━━━━━ DATA RECORDS ━━━━━

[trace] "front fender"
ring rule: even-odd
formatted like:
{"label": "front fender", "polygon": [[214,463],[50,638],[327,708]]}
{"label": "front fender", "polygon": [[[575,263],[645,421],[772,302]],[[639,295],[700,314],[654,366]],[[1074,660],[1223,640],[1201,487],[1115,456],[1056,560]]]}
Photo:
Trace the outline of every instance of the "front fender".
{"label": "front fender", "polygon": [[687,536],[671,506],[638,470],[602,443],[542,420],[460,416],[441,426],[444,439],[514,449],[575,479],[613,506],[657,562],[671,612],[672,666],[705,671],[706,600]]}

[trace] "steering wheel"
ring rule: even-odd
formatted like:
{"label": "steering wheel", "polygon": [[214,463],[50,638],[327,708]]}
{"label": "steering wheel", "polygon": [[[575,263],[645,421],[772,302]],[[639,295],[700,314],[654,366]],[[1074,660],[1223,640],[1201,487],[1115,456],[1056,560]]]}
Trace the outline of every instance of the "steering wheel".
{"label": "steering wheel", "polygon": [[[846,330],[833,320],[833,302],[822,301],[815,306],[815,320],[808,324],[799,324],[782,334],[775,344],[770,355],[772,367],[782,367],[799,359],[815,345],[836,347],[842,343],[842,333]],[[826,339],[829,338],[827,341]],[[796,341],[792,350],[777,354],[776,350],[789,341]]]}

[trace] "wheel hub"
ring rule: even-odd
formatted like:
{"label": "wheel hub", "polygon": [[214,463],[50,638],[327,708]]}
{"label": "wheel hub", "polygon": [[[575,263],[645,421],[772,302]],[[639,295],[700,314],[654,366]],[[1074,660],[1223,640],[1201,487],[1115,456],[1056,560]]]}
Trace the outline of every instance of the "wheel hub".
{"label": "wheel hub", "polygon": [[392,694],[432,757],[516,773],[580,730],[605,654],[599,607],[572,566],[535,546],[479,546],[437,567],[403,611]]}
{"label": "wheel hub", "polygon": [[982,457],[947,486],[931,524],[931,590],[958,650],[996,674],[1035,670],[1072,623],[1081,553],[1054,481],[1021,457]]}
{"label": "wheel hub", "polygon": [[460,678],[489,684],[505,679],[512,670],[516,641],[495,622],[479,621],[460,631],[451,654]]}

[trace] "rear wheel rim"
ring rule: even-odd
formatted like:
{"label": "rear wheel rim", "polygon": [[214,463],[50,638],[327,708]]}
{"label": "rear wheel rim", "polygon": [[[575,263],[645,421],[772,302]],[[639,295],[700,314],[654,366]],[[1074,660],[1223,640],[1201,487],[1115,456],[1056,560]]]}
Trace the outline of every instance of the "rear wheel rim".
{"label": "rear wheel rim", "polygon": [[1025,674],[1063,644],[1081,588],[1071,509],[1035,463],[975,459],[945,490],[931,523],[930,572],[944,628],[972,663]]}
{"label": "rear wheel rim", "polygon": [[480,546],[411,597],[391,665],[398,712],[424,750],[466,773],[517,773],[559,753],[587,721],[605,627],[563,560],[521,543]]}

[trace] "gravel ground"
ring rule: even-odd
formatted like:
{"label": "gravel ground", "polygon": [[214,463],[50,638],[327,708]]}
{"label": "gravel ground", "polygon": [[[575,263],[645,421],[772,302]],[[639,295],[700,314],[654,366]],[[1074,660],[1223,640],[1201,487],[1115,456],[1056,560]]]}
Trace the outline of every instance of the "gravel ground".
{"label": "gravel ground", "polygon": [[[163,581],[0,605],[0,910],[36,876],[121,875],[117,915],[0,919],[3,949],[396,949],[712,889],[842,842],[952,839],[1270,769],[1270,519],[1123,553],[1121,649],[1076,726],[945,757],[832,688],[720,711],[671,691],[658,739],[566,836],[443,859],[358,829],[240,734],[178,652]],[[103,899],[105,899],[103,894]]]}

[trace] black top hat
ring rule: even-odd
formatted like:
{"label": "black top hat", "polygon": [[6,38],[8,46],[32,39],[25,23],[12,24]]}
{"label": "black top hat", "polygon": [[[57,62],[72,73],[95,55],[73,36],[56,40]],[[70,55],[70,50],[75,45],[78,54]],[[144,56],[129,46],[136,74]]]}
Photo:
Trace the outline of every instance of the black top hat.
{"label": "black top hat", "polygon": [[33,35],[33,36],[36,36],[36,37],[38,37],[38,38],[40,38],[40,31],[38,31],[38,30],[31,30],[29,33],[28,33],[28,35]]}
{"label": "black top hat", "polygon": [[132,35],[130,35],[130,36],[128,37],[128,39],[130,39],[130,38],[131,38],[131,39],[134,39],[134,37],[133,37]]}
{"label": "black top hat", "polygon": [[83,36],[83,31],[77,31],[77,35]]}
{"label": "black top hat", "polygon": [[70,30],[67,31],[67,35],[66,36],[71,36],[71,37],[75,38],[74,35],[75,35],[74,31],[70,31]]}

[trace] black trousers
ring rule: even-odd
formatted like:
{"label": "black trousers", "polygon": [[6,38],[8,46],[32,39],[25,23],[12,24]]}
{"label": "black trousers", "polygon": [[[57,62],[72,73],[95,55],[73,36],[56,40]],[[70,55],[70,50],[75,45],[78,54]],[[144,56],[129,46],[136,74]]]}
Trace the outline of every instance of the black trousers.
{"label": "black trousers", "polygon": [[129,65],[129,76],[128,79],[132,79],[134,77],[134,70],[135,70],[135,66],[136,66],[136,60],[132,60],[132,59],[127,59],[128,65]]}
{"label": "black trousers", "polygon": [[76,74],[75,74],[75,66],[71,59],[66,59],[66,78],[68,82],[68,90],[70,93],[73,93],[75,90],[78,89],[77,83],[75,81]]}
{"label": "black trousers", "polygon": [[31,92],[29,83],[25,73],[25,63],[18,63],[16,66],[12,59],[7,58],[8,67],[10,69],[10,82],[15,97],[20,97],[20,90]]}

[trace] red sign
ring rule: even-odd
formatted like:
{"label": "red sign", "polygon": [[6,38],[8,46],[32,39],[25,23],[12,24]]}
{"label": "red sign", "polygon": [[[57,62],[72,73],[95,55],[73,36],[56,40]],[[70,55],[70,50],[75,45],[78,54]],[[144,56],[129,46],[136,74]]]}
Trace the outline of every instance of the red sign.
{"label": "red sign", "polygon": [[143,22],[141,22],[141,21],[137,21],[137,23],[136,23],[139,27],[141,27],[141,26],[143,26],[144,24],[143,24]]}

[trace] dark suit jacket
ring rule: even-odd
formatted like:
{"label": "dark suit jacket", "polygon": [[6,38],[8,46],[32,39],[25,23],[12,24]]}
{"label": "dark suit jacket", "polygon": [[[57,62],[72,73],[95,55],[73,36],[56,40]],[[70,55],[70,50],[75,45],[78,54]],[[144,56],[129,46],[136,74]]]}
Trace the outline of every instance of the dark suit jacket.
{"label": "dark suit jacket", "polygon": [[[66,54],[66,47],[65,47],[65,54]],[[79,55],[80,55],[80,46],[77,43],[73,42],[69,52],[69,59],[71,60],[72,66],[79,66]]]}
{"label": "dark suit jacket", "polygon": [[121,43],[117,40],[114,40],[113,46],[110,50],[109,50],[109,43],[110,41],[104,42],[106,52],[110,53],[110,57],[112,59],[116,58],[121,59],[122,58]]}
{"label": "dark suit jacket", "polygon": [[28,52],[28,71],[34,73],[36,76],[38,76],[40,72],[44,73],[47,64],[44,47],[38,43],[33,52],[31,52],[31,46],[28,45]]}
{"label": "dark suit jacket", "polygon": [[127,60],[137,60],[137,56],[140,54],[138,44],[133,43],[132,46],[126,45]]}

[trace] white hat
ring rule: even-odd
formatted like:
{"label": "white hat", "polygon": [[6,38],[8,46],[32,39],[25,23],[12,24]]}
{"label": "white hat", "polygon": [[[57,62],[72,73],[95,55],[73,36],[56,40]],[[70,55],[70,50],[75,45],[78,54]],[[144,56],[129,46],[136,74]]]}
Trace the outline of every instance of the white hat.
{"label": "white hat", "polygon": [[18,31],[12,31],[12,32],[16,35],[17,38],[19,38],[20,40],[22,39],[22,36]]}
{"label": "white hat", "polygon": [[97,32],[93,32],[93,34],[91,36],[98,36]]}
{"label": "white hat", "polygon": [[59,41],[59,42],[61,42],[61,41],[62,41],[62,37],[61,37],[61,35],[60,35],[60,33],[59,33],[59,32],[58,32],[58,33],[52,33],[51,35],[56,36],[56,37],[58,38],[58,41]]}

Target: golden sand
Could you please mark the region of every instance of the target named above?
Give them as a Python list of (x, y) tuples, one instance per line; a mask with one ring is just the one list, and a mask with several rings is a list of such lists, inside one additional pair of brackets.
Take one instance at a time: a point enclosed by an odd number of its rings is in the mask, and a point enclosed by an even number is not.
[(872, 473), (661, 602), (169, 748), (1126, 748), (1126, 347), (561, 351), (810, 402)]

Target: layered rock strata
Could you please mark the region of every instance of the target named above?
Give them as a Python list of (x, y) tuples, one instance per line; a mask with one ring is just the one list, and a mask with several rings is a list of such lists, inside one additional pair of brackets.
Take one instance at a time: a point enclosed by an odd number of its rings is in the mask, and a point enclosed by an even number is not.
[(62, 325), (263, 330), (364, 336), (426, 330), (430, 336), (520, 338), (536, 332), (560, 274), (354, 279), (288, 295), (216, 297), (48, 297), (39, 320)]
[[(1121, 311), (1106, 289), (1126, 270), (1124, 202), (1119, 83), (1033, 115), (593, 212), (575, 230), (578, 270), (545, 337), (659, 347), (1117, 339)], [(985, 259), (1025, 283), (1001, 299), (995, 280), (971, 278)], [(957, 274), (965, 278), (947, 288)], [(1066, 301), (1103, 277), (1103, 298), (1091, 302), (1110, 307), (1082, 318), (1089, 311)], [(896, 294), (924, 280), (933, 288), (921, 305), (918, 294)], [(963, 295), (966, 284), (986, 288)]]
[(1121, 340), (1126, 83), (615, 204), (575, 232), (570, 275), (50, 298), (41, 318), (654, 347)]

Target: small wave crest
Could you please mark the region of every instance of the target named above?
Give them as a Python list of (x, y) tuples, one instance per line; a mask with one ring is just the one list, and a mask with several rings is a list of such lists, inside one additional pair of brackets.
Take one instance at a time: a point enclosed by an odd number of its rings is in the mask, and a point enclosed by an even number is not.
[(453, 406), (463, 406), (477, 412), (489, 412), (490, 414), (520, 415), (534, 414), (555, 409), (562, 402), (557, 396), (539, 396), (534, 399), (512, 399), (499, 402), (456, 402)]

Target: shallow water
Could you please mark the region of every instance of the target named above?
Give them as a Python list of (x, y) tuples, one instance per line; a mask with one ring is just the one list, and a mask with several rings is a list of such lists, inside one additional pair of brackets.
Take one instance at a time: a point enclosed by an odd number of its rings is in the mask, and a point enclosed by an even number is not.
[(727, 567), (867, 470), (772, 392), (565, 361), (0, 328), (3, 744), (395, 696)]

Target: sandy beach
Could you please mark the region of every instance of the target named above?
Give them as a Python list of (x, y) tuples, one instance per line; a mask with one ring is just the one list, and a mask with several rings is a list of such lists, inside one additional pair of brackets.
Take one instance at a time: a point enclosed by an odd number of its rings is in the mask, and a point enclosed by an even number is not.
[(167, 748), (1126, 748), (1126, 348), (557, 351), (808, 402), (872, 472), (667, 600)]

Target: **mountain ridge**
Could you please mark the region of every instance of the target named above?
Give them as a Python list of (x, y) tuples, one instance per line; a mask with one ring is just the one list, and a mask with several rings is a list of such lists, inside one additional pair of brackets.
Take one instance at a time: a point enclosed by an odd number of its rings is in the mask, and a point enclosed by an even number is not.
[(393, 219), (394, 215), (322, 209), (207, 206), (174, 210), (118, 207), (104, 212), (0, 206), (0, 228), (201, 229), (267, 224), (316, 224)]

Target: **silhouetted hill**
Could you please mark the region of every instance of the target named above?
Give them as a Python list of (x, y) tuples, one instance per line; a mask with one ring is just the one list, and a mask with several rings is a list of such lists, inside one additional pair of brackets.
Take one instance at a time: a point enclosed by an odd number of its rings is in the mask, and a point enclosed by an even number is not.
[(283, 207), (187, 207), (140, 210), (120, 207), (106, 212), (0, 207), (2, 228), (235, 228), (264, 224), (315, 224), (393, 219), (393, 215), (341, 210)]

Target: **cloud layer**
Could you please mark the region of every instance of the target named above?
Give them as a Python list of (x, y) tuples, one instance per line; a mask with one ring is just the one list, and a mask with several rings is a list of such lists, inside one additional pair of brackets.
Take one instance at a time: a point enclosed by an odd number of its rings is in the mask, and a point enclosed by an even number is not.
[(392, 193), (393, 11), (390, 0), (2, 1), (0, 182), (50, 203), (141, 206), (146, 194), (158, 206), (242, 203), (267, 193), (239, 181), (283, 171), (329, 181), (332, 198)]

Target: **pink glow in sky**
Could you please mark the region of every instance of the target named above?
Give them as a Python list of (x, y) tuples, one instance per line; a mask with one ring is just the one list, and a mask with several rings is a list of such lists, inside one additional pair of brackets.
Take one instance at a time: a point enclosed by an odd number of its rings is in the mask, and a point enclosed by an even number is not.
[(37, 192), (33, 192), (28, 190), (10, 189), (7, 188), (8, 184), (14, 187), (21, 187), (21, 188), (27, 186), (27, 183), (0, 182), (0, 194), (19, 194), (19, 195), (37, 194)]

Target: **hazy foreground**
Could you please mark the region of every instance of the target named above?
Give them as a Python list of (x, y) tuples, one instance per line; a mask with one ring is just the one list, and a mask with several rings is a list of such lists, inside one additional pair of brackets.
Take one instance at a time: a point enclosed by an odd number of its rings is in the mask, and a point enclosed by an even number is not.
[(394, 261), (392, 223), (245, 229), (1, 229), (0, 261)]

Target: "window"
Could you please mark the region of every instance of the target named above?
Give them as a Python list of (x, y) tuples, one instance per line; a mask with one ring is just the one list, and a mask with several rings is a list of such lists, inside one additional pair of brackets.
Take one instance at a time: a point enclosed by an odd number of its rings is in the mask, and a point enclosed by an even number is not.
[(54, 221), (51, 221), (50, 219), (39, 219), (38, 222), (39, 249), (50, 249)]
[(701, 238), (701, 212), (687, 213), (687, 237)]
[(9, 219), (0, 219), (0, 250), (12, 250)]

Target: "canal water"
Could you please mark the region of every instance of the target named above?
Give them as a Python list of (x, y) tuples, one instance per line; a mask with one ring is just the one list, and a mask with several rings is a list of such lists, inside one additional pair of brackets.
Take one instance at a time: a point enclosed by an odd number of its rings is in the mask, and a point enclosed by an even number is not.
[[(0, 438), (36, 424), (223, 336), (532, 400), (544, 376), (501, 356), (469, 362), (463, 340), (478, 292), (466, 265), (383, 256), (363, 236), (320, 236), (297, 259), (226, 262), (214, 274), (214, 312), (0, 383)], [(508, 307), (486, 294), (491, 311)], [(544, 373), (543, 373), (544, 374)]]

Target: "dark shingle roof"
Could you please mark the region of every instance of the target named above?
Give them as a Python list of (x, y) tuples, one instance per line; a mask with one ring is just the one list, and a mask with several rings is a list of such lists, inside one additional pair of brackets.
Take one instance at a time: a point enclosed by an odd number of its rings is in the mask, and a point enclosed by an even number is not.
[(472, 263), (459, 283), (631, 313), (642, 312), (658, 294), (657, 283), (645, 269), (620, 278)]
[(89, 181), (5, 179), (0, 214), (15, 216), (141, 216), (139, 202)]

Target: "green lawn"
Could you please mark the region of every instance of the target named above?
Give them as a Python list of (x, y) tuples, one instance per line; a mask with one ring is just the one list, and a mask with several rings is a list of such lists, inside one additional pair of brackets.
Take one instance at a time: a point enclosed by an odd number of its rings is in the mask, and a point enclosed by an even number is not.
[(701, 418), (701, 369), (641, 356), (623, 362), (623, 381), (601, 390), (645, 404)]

━━━━━

WHAT IS NEEDED =>
Lay out the data from the line containing "Target: **hazy foreground**" through the line containing "373), (544, 374)]]" as a JSON list of strings, one string per line, skipping blank lines.

EXPECTED OUTPUT =>
[
  "Target: **hazy foreground**",
  "Could you please mark the region of every instance of the target named above?",
  "Give them as a Python list of (x, y) tuples, one instance per line; a mask with one ring is just the one list, and a mask with several rings is a list of such lists, inside one additional pair of brackets.",
  "Take one instance at a time: a point enclosed by an odd number of its rings is in the mask, and a point enclosed by an even number is not.",
  "[(394, 261), (392, 223), (245, 229), (1, 229), (0, 261)]",
  "Target: \"window\"",
  "Could you please mark the region of every instance of the target named above?",
  "Give them as a Python list of (x, y) tuples, one instance per line; a mask with one ring is just the one list, and a mask with several rings is a list of such lists, inside one additional pair of brackets.",
  "Take one instance at a time: a point enclosed by an odd number of its rings is in the mask, and a point enclosed by an even number is not.",
  "[(54, 221), (51, 221), (50, 219), (39, 219), (38, 222), (39, 249), (50, 249)]",
  "[(701, 238), (701, 212), (687, 213), (687, 237)]",
  "[(9, 219), (0, 219), (0, 250), (12, 250)]",
  "Target: \"canal water\"",
  "Could you please mark the region of every instance of the target named above?",
  "Give them as a Python list of (x, y) tuples, one instance per line; a mask with one ring is just the one list, and a mask with several rings is a list of such lists, inside one additional pair of brackets.",
  "Take one instance at a time: a point enclosed by an odd number of its rings is in the mask, and a point enclosed by an even number is not.",
  "[[(0, 438), (36, 424), (223, 336), (532, 400), (544, 376), (501, 356), (469, 362), (463, 340), (478, 292), (466, 265), (383, 256), (363, 236), (320, 236), (297, 259), (226, 262), (214, 274), (214, 312), (0, 383)], [(508, 307), (486, 294), (491, 311)], [(544, 373), (543, 373), (544, 374)]]"
]